Jane K (Northern California)
Knowing how to perform a D&C is not just for the purpose of aborting a pregnancy. Post menopausal women and need D&C’s for abnormal bleeding. It is a diagnostic tool for endometrial and uterine cancers. Women who deliver normal healthy babies need the same procedure for retained placenta and postpartum hemorrhage. If not completely removed, severe blood loss and infection can be possible complications. Not teaching future Ob-gyns how to deliver appropriate medical care is ridiculous and is like not teaching a cardiologist how to perform CPR. It is not used every day, but they should be proficient and able to determine when it is necessary and have the skill to do it correctly. Just another example of how politicians are in over their heads when it comes to legislating medical care without having full knowledge of how different procedures and medications are used.
Another woman (Austin TX)
Three days after giving birth, I hemorrhaged, due to placental accretion. Without a D&C, I would have died. Or, if my OB hadn't known how to do one, I imagine I would have received an emergency hysterectomy, preventing the birth of my second child. Reproductive Justice for all.
Sam (Seattle)
Don't get pregnant in this country, it may cost you your life. Go to a healthy, sane country if you can, while you can. This place is increasingly unhealthy and downright dangerous.
@Sam but it's obviously only the wealthy that can choose to go to another country to have children. The rest of the American population is stuck here.
CJANE (Midwest Suburbia)
All women in this country deserve better and my hope and prayer is that voters turn out like they did in Kansas and vote down the Republican agenda. If I were still ovulating, I would get my tubes tied. No paid leave, no maternity care, no support system, no right to my own body and choices would make me leave this country if I wanted to have children. This country is an embarrassment every single day.
David J. Krupp (Queens, NY)
@CJANE You don't have to leave the country. Most states still follow the Roe ruling.
FerCry'nTears (EVERYWHERE)
@CJANE They are going after getting your tubes tied as well
Audrey (Denver)
For me, the real issue is that people that need reproductive care in states that outlaw abortion are the real victims. Their quality of care will go down even further than it is now. Unfortunately, not everyone can chose to leave those states. Possible death by political overreach is the new mantra in many states now.
pb (calif)
Obstetricians can always go to other states. I certainly wouldn't risk my training for a radical hospital.
benny (new hampster)
Ok so doing a D&E is not rocket science You train to do substantially similar procedures anyway
Barb (Chicago)
@benny And what would those be?
Patricia (California)
@benny, I don't think I'd want you practicing on me.
Jane K (Northern California)
@benny, is this coming from someone who has had one? Having had a D&C myself, I sure wouldn’t want someone with limited training doing it on me. Why do you think so many women died of illegal abortions before Roe made abortion legal in this country? One of the risks of D and E, as well as D&C is perforated uterus. That means the instrument goes through the wall of the uterus and with it, a woman can be infected as well as hemorrhage. D and E is even riskier due to a thinner uterine wall.
CPMD (Bozeman,MT)

# # # # #

● Parts of the exercise:
1. Translate this sentence from the comments on D&C training into Spanish: "Three days after giving birth, I hemorrhaged, due to placental accretion."
2. Output everything from "Ok so doing" down to "CPMD (Bozeman,MT)" in the comments on D&C training, unchanged character for character.

Referring expression pointing data
# # # # #

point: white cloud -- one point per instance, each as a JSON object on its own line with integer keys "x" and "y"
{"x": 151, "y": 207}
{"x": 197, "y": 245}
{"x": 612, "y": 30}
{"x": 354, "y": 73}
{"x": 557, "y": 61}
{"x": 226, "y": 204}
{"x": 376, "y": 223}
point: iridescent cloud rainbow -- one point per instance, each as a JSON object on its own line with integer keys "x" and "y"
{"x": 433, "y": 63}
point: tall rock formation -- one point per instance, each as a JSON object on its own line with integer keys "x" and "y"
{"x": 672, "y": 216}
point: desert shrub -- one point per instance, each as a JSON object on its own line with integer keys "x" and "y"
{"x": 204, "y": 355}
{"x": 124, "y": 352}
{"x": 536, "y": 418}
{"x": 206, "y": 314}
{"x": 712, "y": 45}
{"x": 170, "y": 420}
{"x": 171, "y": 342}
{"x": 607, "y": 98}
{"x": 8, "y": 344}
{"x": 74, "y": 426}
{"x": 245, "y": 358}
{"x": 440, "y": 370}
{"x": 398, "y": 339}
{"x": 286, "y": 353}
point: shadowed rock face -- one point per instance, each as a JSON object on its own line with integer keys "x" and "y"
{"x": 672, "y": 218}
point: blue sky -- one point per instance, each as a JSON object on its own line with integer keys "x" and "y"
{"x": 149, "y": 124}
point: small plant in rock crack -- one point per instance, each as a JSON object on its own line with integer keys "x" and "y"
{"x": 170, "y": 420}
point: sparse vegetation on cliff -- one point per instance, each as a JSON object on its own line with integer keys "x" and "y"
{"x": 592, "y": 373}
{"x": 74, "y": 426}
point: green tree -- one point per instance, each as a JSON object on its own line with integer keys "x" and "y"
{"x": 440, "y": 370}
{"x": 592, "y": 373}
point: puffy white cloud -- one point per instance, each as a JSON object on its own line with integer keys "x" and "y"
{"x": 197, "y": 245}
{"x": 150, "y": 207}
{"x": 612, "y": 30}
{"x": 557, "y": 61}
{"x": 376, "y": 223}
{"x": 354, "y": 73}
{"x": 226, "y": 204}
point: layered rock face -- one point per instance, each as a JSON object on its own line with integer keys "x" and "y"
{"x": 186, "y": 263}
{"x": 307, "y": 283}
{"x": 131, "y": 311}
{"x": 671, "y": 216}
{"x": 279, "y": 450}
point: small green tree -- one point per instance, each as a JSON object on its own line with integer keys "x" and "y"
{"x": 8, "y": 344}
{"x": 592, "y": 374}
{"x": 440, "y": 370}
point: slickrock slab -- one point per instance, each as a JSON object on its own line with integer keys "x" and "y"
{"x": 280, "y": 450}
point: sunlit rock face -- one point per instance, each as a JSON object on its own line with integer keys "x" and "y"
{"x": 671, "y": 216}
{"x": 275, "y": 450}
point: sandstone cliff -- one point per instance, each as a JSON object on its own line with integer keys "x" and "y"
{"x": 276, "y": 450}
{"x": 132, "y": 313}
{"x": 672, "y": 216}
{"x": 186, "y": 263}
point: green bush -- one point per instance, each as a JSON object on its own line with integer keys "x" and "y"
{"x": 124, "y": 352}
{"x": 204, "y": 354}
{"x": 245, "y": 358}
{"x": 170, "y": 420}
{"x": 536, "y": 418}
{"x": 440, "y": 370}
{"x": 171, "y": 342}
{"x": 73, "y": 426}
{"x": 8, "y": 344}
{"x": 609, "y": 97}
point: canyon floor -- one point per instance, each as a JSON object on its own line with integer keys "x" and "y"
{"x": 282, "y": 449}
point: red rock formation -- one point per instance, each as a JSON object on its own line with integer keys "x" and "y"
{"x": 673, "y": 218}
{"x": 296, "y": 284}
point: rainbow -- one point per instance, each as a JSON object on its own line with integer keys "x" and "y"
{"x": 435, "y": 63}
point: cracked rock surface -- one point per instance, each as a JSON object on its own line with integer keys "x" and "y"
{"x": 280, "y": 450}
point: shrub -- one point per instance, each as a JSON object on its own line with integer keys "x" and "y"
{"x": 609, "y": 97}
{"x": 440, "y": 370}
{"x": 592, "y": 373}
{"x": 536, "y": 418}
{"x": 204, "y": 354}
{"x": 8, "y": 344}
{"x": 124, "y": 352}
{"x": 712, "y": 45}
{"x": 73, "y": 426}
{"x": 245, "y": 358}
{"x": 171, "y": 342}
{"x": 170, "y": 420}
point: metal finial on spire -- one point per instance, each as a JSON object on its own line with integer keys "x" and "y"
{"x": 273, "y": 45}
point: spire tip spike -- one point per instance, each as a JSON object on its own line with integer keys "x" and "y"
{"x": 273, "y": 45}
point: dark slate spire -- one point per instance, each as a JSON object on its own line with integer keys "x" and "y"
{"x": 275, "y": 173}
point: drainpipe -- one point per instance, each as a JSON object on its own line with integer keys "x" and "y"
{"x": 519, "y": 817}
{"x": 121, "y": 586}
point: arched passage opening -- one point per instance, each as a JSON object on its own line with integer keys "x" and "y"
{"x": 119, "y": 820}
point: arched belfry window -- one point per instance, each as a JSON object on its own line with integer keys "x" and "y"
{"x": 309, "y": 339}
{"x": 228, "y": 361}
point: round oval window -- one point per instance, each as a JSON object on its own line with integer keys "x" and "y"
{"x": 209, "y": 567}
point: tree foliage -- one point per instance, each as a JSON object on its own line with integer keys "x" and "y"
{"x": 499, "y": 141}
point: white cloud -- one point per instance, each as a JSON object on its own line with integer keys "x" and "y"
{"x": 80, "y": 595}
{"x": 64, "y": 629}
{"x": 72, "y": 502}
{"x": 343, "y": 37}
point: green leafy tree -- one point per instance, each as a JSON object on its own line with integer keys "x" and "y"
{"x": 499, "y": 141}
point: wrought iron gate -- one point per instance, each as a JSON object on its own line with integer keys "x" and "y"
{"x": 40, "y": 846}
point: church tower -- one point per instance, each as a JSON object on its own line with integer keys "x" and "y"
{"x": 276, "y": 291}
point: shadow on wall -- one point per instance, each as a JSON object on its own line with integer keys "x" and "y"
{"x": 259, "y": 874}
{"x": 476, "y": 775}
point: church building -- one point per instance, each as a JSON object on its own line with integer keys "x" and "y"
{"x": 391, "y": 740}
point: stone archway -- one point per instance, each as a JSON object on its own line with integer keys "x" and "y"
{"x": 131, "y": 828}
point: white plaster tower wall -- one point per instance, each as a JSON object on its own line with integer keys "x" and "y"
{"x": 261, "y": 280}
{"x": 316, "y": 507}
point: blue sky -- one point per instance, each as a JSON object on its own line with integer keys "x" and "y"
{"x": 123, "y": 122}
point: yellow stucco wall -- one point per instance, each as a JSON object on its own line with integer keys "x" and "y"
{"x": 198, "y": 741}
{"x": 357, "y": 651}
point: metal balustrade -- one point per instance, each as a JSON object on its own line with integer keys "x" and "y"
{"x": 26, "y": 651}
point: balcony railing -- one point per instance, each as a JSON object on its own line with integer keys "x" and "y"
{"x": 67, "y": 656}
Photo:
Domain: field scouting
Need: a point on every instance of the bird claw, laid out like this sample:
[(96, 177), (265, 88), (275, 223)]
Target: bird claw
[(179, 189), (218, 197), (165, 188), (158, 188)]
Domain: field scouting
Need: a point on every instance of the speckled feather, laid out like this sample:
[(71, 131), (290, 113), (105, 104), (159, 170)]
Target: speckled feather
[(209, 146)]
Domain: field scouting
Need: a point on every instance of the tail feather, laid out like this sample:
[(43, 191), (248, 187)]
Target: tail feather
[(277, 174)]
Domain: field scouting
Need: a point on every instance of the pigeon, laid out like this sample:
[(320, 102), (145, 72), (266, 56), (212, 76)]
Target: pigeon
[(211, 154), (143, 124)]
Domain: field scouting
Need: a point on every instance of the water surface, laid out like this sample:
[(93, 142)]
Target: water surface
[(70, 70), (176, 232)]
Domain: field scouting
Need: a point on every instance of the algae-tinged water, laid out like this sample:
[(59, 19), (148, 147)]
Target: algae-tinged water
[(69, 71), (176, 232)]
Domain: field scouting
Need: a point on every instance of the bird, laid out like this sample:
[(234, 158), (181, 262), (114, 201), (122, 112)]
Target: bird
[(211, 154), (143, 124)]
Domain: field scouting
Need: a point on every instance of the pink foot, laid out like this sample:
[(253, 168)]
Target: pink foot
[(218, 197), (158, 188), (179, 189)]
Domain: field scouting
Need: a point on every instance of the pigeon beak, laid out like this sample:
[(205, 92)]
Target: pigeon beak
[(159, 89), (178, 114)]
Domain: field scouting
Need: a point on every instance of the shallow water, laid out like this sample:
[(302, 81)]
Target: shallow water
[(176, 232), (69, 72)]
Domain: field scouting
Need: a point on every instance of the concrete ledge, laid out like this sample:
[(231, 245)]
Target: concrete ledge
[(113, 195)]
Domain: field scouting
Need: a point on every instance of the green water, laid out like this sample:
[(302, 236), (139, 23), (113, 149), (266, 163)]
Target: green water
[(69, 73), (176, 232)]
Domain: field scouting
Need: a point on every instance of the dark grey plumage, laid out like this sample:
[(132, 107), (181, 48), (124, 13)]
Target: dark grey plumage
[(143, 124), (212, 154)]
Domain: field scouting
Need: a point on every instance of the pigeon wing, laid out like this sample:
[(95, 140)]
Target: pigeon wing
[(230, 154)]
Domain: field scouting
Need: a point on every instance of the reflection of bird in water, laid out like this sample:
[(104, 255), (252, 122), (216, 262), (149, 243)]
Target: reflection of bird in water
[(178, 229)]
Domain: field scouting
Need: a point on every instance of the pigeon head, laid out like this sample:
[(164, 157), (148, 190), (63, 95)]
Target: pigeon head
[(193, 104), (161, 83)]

# # # # #

● Solutions to the tasks:
1. Tres días después de dar a luz, sufrí una hemorragia debido a un acretismo placentario.

2.
Ok so doing a D&E is not rocket science You train to do substantially similar procedures anyway
Barb (Chicago)
@benny And what would those be?
Patricia (California)
@benny, I don't think I'd want you practicing on me.
Jane K (Northern California)
@benny, is this coming from someone who has had one? Having had a D&C myself, I sure wouldn’t want someone with limited training doing it on me. Why do you think so many women died of illegal abortions before Roe made abortion legal in this country? One of the risks of D and E, as well as D&C is perforated uterus. That means the instrument goes through the wall of the uterus and with it, a woman can be infected as well as hemorrhage. D and E is even riskier due to a thinner uterine wall.
CPMD (Bozeman,MT)